DATA EXCERPTS —
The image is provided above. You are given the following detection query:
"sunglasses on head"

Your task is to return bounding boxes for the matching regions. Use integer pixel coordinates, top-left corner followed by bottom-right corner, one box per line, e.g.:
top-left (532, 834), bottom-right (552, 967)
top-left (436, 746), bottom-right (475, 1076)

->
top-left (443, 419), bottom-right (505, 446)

TASK DETAILS — Rewrite each line of the records above as a Markdown table with the columns Row and Text, numbering the rows and leaving out blank lines.

TASK RESPONSE —
| Row | Text |
|---|---|
| 1 | The image is provided above. You are given the following detection query: |
| 2 | "sunglasses on head" |
| 3 | Your task is to return bounding boxes for the matching regions. Use integer pixel coordinates, top-left corner followed by bottom-right corner, one box per line, e.g.: |
| 4 | top-left (532, 834), bottom-right (552, 967) |
| 5 | top-left (436, 746), bottom-right (475, 1076) |
| 6 | -> |
| 7 | top-left (443, 419), bottom-right (505, 446) |